#### Excerpts from a point labeling dataset:

═══

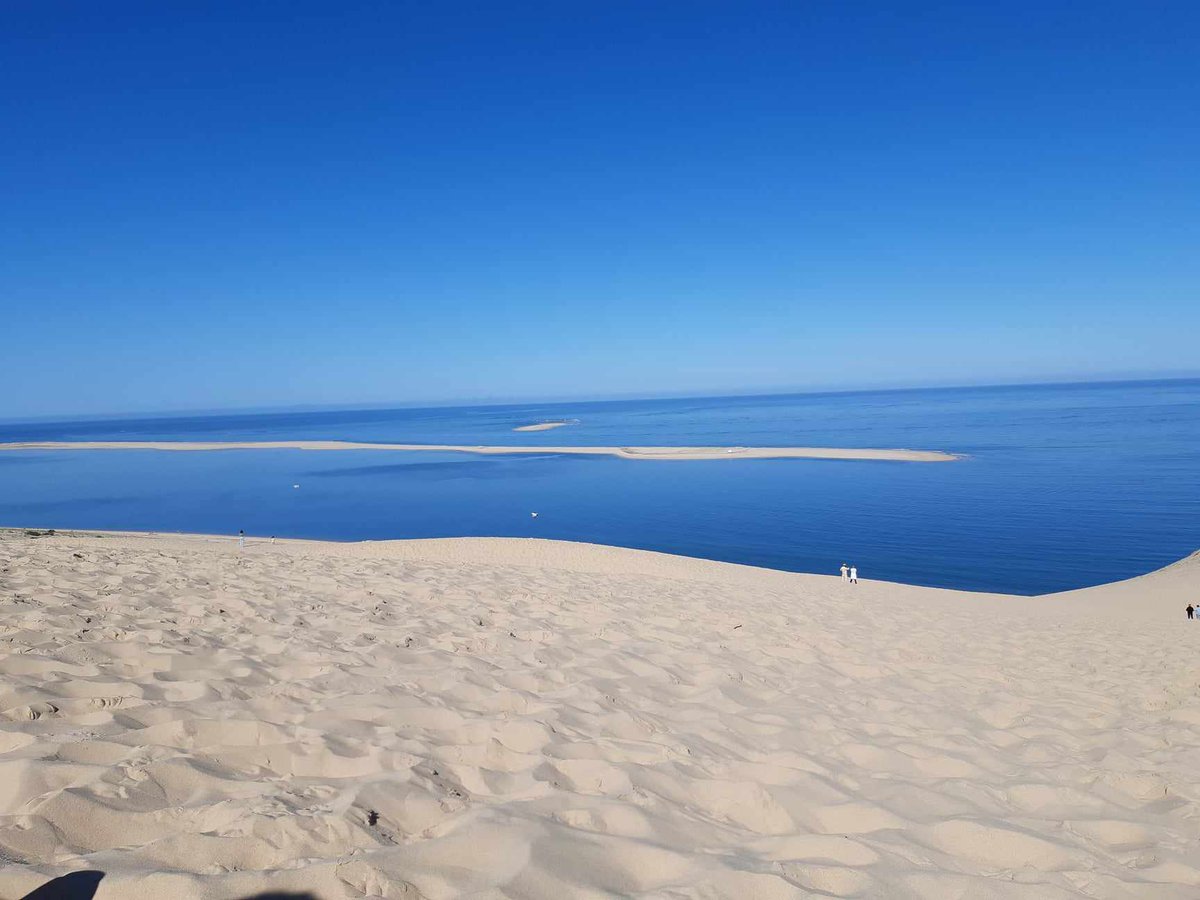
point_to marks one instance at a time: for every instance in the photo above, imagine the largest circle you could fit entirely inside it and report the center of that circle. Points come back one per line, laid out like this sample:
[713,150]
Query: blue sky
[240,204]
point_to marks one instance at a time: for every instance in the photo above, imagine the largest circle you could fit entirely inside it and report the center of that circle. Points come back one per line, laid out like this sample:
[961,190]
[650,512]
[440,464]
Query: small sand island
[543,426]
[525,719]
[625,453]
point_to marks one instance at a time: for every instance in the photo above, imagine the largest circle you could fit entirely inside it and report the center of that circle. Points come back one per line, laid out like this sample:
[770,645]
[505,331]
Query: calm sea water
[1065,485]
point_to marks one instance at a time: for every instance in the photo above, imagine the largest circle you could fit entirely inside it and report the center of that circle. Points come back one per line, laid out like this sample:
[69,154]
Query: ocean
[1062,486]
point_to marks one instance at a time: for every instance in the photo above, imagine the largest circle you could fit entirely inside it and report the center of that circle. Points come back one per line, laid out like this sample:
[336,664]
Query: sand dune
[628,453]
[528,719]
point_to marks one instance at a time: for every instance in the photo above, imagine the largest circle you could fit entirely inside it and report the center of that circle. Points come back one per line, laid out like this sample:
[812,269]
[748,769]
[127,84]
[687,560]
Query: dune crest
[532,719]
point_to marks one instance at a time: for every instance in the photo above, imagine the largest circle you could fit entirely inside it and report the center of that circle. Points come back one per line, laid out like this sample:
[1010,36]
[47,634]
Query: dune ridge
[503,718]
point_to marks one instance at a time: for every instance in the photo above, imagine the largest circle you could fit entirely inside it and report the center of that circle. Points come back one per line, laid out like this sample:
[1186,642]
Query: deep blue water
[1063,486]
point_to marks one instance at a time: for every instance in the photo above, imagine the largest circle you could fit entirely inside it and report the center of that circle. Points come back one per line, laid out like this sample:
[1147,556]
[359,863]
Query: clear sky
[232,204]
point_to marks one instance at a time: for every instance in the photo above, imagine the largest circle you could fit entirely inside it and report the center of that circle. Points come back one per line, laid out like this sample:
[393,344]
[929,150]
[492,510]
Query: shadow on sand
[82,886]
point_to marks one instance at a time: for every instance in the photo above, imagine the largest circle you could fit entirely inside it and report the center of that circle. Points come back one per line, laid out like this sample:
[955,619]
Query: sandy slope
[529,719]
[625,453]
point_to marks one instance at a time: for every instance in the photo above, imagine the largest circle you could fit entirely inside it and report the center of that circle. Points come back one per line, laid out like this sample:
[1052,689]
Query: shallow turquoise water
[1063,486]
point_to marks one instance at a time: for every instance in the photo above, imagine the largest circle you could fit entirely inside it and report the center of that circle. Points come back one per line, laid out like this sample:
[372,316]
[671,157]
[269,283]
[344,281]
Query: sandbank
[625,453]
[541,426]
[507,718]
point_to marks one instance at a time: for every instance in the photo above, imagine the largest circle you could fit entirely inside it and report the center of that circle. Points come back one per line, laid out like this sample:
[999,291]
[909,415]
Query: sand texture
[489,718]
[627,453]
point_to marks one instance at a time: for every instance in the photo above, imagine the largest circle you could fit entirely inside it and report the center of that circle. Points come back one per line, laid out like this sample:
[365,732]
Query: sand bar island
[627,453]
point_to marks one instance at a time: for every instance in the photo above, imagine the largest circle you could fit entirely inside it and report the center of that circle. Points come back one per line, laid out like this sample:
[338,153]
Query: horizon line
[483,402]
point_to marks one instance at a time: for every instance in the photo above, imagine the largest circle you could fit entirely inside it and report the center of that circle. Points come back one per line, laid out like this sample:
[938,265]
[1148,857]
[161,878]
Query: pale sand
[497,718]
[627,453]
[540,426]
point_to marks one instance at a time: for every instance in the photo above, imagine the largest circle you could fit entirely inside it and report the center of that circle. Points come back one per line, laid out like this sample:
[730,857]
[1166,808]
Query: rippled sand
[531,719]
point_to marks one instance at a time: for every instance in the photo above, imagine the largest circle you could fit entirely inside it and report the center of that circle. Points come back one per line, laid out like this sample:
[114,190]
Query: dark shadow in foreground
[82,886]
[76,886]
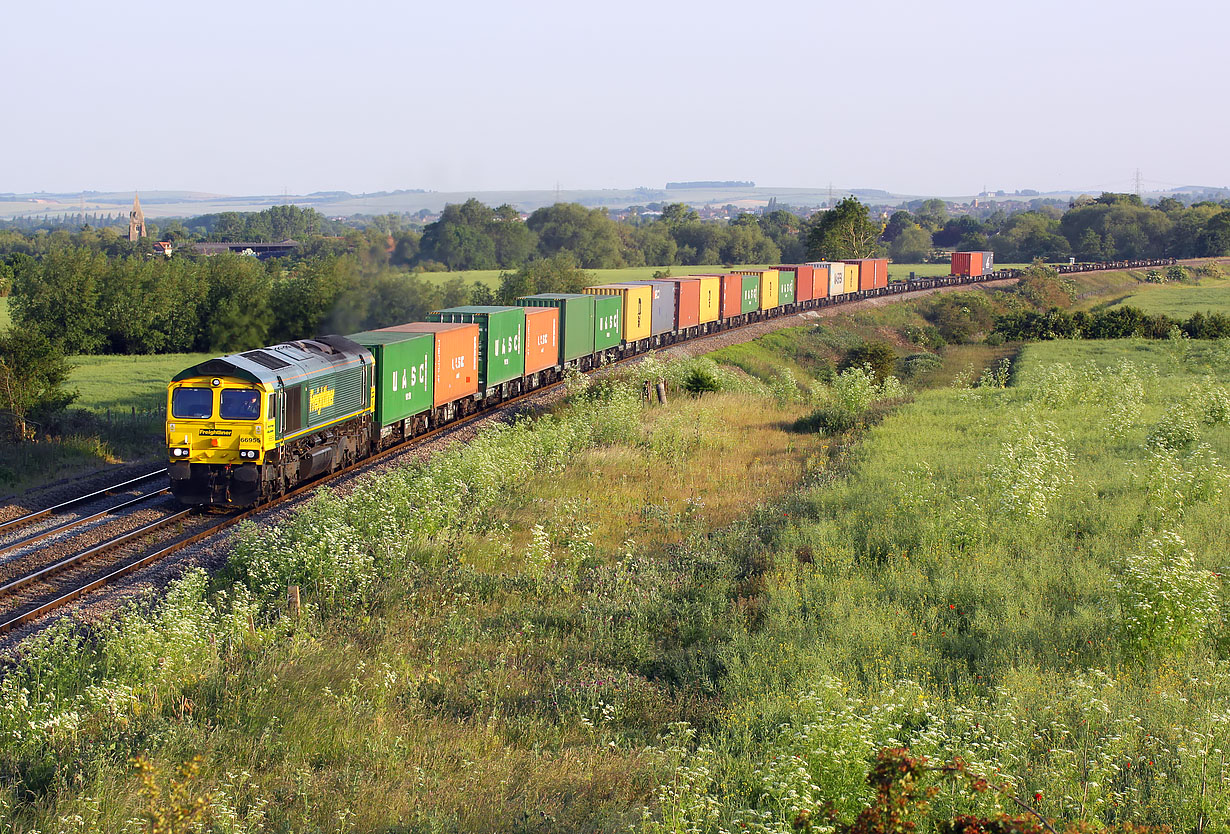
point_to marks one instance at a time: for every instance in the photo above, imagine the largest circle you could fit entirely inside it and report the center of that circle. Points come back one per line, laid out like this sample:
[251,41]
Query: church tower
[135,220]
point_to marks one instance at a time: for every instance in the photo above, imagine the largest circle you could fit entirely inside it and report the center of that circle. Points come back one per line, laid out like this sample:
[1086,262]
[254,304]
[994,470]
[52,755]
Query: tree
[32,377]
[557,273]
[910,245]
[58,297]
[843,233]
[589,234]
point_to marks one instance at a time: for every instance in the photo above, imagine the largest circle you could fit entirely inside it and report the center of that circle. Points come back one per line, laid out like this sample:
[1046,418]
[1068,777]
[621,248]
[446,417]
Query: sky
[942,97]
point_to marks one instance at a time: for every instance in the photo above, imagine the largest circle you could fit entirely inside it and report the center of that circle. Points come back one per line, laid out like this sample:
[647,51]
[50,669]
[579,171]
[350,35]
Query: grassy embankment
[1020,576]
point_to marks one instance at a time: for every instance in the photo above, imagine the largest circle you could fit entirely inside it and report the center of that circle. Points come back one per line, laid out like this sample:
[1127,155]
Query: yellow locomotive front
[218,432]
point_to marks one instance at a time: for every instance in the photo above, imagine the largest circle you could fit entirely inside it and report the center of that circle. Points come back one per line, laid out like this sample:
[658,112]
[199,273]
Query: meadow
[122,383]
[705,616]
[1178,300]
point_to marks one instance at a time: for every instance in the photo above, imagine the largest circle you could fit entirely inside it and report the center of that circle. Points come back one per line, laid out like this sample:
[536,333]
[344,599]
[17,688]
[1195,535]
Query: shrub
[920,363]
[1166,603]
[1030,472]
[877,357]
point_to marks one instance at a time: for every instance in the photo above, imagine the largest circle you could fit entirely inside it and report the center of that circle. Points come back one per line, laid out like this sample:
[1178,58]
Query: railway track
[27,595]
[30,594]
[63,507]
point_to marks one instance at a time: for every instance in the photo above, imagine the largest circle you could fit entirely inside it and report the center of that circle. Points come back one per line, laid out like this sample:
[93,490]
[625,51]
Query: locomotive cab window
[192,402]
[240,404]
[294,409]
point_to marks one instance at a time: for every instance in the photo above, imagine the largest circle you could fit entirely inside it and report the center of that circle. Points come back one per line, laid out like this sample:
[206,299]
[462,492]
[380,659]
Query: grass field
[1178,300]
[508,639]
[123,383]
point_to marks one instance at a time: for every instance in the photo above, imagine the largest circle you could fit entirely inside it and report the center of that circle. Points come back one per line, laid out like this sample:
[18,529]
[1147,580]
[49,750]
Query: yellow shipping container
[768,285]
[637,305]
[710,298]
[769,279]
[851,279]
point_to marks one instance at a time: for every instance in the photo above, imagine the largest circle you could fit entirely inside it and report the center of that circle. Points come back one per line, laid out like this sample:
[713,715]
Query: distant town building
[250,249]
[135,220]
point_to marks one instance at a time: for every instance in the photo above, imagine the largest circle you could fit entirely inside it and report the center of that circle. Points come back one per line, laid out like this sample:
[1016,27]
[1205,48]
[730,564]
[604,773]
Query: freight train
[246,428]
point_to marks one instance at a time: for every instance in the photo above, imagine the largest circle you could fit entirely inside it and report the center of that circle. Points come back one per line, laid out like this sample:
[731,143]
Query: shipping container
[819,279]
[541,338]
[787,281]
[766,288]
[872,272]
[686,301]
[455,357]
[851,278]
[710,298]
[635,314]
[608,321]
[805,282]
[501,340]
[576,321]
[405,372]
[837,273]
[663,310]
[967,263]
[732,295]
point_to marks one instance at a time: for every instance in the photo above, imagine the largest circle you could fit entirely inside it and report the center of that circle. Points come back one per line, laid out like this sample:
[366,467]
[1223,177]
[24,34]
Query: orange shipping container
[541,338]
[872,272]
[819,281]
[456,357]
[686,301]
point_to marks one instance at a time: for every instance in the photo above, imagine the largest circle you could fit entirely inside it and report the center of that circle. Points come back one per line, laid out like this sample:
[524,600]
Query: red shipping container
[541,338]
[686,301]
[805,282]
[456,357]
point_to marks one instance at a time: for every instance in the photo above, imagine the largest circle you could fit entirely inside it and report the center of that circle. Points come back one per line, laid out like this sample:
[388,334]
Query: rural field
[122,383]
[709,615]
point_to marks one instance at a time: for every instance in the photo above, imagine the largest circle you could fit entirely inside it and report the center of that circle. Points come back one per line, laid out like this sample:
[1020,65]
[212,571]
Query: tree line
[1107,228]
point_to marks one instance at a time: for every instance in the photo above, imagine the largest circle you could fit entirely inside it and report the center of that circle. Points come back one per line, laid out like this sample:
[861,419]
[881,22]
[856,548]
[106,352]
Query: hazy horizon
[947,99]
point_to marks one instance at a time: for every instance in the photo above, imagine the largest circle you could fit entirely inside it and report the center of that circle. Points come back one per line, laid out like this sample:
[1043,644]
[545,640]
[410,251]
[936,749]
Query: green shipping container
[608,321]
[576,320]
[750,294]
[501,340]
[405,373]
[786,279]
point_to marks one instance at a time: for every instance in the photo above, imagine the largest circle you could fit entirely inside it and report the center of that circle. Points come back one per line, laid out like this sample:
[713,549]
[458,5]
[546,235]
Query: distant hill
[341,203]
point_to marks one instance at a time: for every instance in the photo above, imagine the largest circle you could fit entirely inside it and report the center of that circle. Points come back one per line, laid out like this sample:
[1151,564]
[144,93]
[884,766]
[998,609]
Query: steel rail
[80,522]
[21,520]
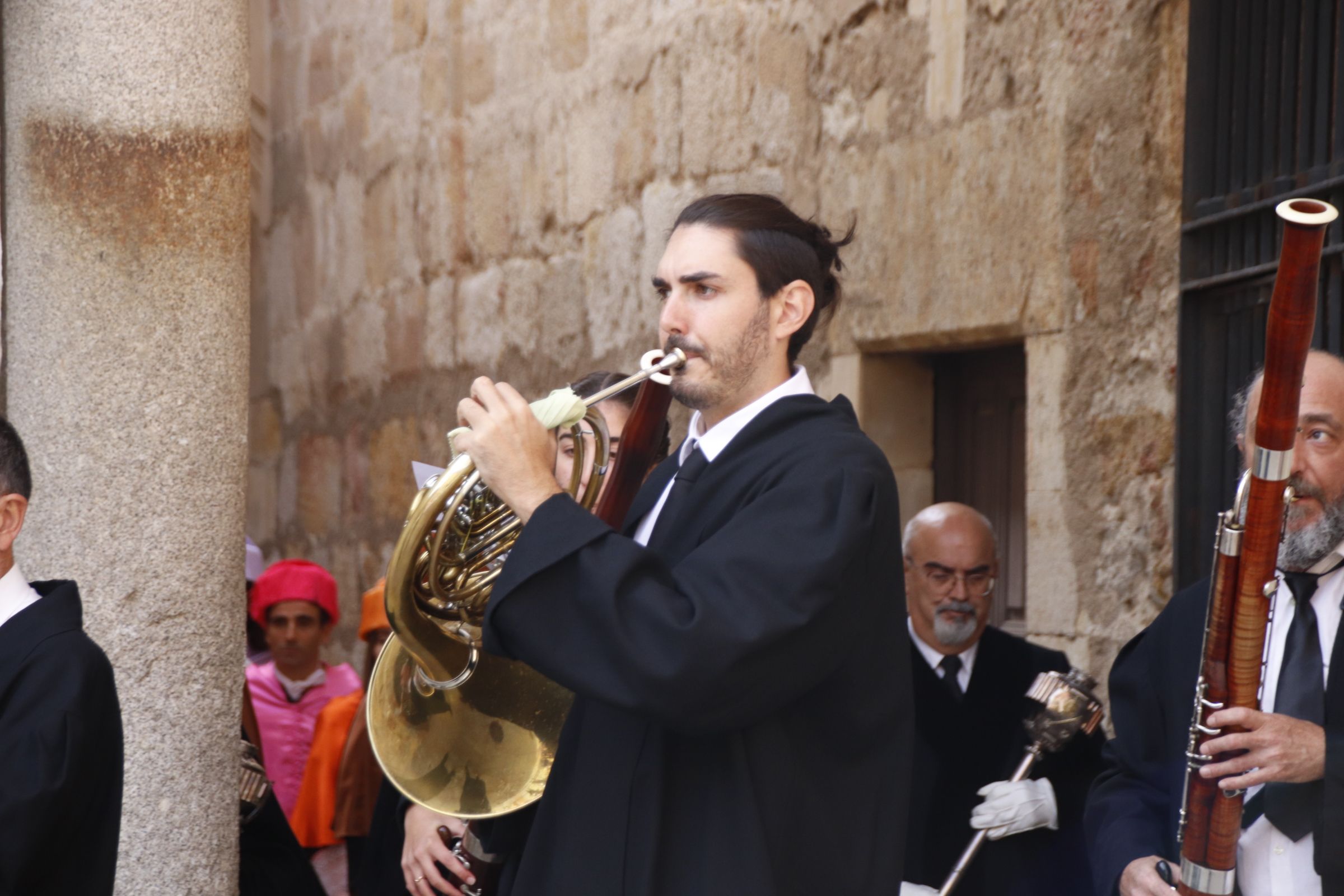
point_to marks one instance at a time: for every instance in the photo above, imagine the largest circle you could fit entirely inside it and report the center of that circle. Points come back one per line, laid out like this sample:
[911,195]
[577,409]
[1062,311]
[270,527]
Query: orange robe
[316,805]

═══

#### Exercise:
Please find each line in the rows above that contains the word "field" and copy those lines.

#### Full output:
Query: grass field
Query: rural field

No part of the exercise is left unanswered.